Set task: Recast the stretch of material below from the line containing "Find the hand" through the line containing "(1482, 197)" as a Markdown table. Use a "Row" column for the row number and a "Line" column for each line, and leave out blank lines.

(Dataset records)
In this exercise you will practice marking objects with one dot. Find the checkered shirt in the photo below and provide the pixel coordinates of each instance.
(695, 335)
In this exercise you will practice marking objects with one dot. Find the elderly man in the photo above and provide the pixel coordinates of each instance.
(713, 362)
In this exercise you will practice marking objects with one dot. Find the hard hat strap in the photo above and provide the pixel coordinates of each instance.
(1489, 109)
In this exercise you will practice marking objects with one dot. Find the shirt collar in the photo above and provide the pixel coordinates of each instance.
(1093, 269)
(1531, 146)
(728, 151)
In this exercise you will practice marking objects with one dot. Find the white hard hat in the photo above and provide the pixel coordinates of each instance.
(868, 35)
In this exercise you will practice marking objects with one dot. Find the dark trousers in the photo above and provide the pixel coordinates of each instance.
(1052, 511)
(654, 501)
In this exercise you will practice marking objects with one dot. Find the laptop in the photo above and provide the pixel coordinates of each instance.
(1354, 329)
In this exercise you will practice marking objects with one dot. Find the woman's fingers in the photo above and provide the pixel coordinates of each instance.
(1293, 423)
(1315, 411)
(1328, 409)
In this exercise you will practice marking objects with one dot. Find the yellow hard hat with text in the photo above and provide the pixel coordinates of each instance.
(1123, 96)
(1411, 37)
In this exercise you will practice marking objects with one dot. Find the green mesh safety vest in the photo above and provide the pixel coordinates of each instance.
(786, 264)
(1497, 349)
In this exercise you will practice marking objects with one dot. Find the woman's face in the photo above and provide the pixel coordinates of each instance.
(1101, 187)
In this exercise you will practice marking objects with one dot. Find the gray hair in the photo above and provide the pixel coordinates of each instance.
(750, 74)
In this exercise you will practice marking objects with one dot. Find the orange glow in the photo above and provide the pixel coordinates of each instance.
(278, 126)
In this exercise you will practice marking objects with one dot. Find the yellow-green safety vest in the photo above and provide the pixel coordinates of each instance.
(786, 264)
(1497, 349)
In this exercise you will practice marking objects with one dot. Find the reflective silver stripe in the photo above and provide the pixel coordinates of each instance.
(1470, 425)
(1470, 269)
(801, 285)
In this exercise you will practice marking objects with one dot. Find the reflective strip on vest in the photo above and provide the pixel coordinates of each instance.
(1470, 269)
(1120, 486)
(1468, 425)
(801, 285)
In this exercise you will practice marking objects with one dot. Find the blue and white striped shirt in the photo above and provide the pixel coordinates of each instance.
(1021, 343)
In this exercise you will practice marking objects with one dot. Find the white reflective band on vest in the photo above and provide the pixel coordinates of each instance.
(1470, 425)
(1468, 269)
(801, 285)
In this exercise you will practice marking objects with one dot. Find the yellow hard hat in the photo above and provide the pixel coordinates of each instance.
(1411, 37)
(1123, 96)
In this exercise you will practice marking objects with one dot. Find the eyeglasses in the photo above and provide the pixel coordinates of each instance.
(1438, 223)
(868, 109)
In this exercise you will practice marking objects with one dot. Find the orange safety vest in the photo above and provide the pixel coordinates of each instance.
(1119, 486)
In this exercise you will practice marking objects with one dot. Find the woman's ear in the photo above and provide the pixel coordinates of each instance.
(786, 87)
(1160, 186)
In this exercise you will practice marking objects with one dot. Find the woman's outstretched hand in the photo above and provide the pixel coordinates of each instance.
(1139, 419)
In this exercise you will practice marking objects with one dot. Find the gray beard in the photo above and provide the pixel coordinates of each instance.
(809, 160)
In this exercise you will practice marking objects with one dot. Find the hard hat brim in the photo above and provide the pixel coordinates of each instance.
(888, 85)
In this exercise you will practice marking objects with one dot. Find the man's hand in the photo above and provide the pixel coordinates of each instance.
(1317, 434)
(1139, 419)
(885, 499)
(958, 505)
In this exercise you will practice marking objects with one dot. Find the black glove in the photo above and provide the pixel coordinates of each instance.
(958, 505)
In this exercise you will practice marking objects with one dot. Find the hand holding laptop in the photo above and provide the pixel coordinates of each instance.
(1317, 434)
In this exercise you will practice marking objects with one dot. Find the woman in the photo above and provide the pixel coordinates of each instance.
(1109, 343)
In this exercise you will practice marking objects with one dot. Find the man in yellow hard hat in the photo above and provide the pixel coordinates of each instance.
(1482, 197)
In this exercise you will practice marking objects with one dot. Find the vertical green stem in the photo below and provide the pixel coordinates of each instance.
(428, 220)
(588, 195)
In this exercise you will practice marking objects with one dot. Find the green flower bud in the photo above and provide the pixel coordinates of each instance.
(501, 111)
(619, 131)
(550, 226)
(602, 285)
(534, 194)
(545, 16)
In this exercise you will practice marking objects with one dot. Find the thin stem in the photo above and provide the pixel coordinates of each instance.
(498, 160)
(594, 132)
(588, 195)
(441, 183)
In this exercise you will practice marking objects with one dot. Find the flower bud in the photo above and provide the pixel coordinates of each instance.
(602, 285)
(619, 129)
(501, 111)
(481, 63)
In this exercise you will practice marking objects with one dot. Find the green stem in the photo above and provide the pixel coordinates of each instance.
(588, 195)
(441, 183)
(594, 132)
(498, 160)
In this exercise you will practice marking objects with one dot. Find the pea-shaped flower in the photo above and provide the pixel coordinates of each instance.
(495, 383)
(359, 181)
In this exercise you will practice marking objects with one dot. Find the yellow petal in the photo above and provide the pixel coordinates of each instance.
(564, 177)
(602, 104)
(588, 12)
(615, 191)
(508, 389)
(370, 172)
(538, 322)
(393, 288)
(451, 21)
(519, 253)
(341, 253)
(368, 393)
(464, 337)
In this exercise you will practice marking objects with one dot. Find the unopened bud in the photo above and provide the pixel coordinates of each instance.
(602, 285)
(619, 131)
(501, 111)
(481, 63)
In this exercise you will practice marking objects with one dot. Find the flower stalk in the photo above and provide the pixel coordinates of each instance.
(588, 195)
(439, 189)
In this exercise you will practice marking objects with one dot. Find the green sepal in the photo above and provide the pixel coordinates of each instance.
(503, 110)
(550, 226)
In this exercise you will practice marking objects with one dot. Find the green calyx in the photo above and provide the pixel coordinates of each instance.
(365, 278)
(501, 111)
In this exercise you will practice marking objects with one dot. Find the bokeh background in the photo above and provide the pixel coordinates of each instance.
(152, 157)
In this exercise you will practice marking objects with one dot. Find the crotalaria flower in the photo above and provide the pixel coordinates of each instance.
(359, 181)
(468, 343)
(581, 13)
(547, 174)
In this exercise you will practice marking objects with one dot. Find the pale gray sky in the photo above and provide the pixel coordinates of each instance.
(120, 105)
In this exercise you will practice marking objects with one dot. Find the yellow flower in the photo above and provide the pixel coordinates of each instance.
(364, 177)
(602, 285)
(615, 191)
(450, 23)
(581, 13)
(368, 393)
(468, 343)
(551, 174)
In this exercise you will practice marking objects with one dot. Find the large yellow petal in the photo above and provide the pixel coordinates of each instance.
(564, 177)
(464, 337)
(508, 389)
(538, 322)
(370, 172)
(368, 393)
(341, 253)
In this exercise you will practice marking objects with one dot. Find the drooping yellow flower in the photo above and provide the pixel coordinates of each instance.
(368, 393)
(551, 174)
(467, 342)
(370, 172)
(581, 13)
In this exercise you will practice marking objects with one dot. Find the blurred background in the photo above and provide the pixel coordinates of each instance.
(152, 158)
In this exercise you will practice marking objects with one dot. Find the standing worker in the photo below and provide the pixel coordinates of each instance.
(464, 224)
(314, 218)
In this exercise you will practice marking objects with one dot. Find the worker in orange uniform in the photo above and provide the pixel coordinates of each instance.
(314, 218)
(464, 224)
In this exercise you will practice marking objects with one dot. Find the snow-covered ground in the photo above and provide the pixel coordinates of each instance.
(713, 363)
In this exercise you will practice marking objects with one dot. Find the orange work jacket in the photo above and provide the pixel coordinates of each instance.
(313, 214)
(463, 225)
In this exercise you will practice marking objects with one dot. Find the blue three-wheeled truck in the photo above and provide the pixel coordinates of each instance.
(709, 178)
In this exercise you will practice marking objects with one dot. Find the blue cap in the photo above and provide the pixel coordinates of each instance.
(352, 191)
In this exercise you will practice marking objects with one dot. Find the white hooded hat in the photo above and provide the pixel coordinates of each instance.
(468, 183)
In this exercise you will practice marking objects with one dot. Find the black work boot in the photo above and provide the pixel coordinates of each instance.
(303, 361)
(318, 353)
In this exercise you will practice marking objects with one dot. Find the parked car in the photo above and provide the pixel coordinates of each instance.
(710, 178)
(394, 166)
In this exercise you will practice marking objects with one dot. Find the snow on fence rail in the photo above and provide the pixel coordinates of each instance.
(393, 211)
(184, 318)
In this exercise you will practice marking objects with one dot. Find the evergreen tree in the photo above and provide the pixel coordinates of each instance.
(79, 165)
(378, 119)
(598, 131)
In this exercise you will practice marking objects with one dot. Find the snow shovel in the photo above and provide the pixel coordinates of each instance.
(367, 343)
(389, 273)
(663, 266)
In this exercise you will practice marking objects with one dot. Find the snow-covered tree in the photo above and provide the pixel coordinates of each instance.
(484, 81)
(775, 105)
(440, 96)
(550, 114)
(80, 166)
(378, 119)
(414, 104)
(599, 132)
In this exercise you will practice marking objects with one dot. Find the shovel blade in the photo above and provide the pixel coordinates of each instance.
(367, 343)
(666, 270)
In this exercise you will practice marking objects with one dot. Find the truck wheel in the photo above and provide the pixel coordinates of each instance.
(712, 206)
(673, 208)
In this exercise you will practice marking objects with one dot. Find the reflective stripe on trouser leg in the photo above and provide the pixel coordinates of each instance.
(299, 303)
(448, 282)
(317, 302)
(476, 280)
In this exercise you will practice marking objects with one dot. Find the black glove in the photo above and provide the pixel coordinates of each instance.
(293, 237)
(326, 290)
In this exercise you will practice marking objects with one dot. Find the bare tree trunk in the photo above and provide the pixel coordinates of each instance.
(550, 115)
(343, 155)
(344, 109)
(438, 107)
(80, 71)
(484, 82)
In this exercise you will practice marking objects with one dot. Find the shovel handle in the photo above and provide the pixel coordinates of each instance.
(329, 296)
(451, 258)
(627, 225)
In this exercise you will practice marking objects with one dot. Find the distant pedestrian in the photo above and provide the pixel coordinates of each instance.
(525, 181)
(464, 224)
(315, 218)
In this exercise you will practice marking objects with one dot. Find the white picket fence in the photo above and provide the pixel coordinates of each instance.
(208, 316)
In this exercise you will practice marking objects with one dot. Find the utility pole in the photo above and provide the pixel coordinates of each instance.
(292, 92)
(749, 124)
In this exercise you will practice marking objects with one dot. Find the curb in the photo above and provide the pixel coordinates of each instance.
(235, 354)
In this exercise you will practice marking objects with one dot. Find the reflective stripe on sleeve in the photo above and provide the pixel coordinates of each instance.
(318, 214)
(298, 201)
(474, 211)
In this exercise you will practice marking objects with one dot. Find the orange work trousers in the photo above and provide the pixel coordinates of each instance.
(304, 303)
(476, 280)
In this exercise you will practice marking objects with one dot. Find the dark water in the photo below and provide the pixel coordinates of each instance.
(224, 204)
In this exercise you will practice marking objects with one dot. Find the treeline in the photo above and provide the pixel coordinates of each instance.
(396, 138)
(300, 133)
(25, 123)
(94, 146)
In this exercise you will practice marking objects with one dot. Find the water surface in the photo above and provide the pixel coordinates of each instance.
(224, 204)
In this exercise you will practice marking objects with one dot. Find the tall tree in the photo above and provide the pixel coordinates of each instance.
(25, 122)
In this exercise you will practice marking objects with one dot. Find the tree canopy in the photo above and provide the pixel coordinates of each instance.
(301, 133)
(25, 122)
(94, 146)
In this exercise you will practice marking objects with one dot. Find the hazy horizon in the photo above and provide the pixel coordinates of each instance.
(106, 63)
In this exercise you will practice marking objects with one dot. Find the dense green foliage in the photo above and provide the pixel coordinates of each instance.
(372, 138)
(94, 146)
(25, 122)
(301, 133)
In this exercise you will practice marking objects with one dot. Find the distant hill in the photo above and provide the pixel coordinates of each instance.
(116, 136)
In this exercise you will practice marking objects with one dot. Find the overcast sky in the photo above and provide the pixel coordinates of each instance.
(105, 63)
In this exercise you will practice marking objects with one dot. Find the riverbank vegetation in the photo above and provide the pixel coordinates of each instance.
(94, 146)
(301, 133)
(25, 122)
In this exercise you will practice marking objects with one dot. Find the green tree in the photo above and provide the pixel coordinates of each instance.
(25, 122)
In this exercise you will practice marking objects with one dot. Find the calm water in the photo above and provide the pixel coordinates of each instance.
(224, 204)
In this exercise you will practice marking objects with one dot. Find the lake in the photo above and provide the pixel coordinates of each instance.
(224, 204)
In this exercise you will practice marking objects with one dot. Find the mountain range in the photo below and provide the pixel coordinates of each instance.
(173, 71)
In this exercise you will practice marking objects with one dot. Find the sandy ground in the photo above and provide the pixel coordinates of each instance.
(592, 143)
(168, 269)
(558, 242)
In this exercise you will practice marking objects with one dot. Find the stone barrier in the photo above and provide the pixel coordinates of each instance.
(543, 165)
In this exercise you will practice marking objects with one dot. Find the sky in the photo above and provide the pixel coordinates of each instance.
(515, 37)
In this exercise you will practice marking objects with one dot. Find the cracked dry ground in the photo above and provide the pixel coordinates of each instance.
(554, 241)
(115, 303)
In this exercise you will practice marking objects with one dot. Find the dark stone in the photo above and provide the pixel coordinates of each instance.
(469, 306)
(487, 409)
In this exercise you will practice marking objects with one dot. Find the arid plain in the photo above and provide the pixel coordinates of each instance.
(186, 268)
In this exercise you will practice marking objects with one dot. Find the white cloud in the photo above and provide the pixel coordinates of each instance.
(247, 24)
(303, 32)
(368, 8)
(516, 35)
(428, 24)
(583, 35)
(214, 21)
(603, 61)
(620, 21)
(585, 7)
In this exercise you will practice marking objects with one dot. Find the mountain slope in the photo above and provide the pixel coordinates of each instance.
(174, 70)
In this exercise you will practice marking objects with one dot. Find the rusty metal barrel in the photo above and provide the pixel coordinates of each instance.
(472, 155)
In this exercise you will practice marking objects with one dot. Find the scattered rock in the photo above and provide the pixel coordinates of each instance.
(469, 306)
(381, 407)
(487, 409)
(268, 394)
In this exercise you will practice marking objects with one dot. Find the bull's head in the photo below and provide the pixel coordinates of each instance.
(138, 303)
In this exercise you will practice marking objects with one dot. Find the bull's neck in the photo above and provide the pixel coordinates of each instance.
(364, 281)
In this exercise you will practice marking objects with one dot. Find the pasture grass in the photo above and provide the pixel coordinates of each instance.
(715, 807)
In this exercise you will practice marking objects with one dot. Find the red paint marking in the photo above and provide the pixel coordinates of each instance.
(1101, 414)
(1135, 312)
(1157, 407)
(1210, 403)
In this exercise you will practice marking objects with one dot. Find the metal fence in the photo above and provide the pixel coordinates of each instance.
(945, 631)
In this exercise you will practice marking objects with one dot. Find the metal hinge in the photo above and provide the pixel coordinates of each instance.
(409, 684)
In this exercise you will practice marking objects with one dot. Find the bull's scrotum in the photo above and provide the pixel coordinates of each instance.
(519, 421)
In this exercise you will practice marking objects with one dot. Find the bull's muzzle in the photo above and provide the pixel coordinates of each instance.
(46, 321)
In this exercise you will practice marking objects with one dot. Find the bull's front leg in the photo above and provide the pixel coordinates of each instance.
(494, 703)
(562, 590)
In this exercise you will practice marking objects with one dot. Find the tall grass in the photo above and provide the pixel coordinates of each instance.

Right answer:
| Row | Line |
|---|---|
| 1 | In this exercise you will practice marking objects with one dot. Find the hand holding laptop in the photo above and provide the pixel coordinates of each instance. |
| 2 | (1317, 434) |
| 3 | In this exercise you will practice marking objects with one dot. Find the woman in the photo above and provide the pixel coordinates of each instance. |
| 4 | (1109, 343) |
| 5 | In this exercise you will practice marking objects with one dot. Find the man in yellow hard hat in the photo above and provide the pixel coordinates of each instance. |
| 6 | (1482, 197) |